▶ Extract:
All programs and projects implemented by the government with the purpose of restricting prices always end up this way, disrupting normal market relations, creating false demand and surplus, inflating budget expenditures, and expanding deficits. There has been an enormous amount spent to implement and review these programs, which has only made some decision makers in the industry wealthier.

The government is now trying everything they can, including raising loans domestically and from abroad, to fund these programs that produce such negative consequences. Our government is currently giving 12 percent of its budget revenue to pay for the domestic bonds it issued, 25 percent by the end of the year, and the whole budget by 2018.

Since we can no longer borrow more, either from the domestic market or from abroad, the only choice is to reduce our budget expenditure. It led Sakhanbileg's government to make the decision last week to decrease the salary of public servants by 30 percent, freeze the funds allocated for government organizations to hold or attend trainings and conferences in Mongolia and abroad, and to stop the purchase of new furniture.

[Polygon annotations for photos]

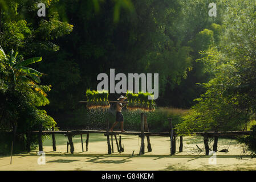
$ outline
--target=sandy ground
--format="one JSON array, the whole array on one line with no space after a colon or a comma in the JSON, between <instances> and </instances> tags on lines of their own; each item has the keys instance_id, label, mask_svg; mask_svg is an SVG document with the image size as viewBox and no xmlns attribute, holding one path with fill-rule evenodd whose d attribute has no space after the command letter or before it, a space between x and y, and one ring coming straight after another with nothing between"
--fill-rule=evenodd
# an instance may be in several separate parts
<instances>
[{"instance_id":1,"label":"sandy ground","mask_svg":"<svg viewBox=\"0 0 256 182\"><path fill-rule=\"evenodd\" d=\"M83 136L86 148L86 135ZM67 139L56 136L57 151L53 152L51 140L43 142L46 164L39 165L36 151L13 156L0 157L0 170L255 170L256 159L251 159L250 152L235 140L219 139L218 150L228 148L227 153L217 152L213 157L200 152L196 144L204 150L202 138L184 138L184 150L170 156L170 140L168 137L152 136L152 151L139 156L141 140L137 136L122 135L124 152L117 152L114 140L115 152L107 153L106 137L102 134L90 135L88 151L82 152L80 136L74 138L75 153L67 153L65 144ZM176 141L178 151L179 140ZM132 155L134 151L134 155ZM214 157L216 157L215 159ZM214 163L214 160L216 159Z\"/></svg>"}]
</instances>

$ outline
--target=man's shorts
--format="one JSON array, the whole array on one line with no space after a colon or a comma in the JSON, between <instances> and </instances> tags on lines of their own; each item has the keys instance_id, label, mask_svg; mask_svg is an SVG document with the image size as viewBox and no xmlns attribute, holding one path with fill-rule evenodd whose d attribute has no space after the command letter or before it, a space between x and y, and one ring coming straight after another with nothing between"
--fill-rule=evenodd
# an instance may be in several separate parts
<instances>
[{"instance_id":1,"label":"man's shorts","mask_svg":"<svg viewBox=\"0 0 256 182\"><path fill-rule=\"evenodd\" d=\"M124 121L124 116L122 113L116 111L116 121L122 122Z\"/></svg>"}]
</instances>

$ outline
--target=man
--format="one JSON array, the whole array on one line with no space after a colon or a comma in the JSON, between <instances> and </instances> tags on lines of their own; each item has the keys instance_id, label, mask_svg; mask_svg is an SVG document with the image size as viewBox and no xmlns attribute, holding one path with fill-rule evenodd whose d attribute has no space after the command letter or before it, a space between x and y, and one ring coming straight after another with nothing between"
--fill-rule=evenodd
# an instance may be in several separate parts
<instances>
[{"instance_id":1,"label":"man","mask_svg":"<svg viewBox=\"0 0 256 182\"><path fill-rule=\"evenodd\" d=\"M120 96L119 98L117 98L117 102L116 103L116 122L113 124L113 126L110 129L110 132L113 132L113 129L114 127L120 122L120 126L121 126L121 132L126 132L124 130L124 116L122 114L122 108L124 107L127 104L127 102L124 104L124 100L127 99L126 97L124 97L122 95Z\"/></svg>"}]
</instances>

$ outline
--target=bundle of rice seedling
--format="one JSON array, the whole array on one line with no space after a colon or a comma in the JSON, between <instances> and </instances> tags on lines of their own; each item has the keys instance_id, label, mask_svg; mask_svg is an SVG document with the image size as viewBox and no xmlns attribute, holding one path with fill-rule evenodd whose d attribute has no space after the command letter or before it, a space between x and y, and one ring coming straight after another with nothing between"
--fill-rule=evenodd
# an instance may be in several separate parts
<instances>
[{"instance_id":1,"label":"bundle of rice seedling","mask_svg":"<svg viewBox=\"0 0 256 182\"><path fill-rule=\"evenodd\" d=\"M88 89L86 91L87 97L87 107L89 109L109 108L110 105L108 101L108 92L107 90L96 91Z\"/></svg>"},{"instance_id":2,"label":"bundle of rice seedling","mask_svg":"<svg viewBox=\"0 0 256 182\"><path fill-rule=\"evenodd\" d=\"M148 96L151 96L151 97L152 97L152 98L154 97L154 96L152 95L151 93L149 93ZM154 100L148 100L148 103L149 103L149 105L148 105L148 110L149 111L154 111L155 110L155 106L154 105L156 104L156 102L155 102Z\"/></svg>"},{"instance_id":3,"label":"bundle of rice seedling","mask_svg":"<svg viewBox=\"0 0 256 182\"><path fill-rule=\"evenodd\" d=\"M131 91L127 91L126 93L126 97L127 97L128 101L127 109L130 110L136 110L138 109L138 94L133 93Z\"/></svg>"},{"instance_id":4,"label":"bundle of rice seedling","mask_svg":"<svg viewBox=\"0 0 256 182\"><path fill-rule=\"evenodd\" d=\"M87 97L87 107L91 109L93 106L94 93L90 89L86 90L86 97Z\"/></svg>"},{"instance_id":5,"label":"bundle of rice seedling","mask_svg":"<svg viewBox=\"0 0 256 182\"><path fill-rule=\"evenodd\" d=\"M138 107L140 108L140 109L143 110L144 108L144 93L143 92L139 92L138 93L138 98L139 98L139 104L138 104Z\"/></svg>"},{"instance_id":6,"label":"bundle of rice seedling","mask_svg":"<svg viewBox=\"0 0 256 182\"><path fill-rule=\"evenodd\" d=\"M100 98L100 107L108 109L110 107L109 103L108 102L108 91L102 90L99 92Z\"/></svg>"},{"instance_id":7,"label":"bundle of rice seedling","mask_svg":"<svg viewBox=\"0 0 256 182\"><path fill-rule=\"evenodd\" d=\"M152 96L150 93L139 92L138 94L128 91L126 97L128 98L128 104L127 108L130 110L140 109L145 111L155 110L155 102L153 100L148 100L148 96Z\"/></svg>"}]
</instances>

▶ Problems:
1) Summarize the extract on government price-restriction programs in two sentences.
2) Resume the passage on government price-restriction programs and budget cuts from the point where it ends.

▶ Solved problems:
1) Government programs meant to restrict prices always disrupt normal market relations, create false demand and surplus, inflate budget expenditures, and expand deficits, and the enormous sums spent on them have only made some decision makers in the industry wealthier. Because more borrowing at home or abroad is no longer possible, budget spending must be reduced, which led Sakhanbileg's government to cut public servants' salaries by 30 percent, freeze funds for trainings and conferences, and stop buying new furniture.

2)
In order to increase budget revenue, the government is also about to increase the special tax on petroleum and sell some shares of state-owned companies, such as MIAT Mongolian Airlines and the Khutul cement plant this year. This should have been done much earlier.

The parliament is soon to discuss amending the 2016 budget and the 2015 budget (for the second time). It is inevitable that the budget should be projected realistically, reflecting the interest payments and principal payments of domestic and foreign loans. Making up the deficit must also be carefully considered. The fall session of the parliament needs to look at the budget from today to three years' time. That way there will be realistic preparations for repaying the Chinggis Bond principal payment, currently 500 million USD, in January 2018. Unfortunately, the budget is estimated to have the biggest deficits in election years. Anticipating the election, every Member of Parliament starts huge investments in their constituencies, just for the sake of appearances. It seems like it will be the same way again this time.

Mongolia truly needs to review its economic development policy and the actions that are being taken.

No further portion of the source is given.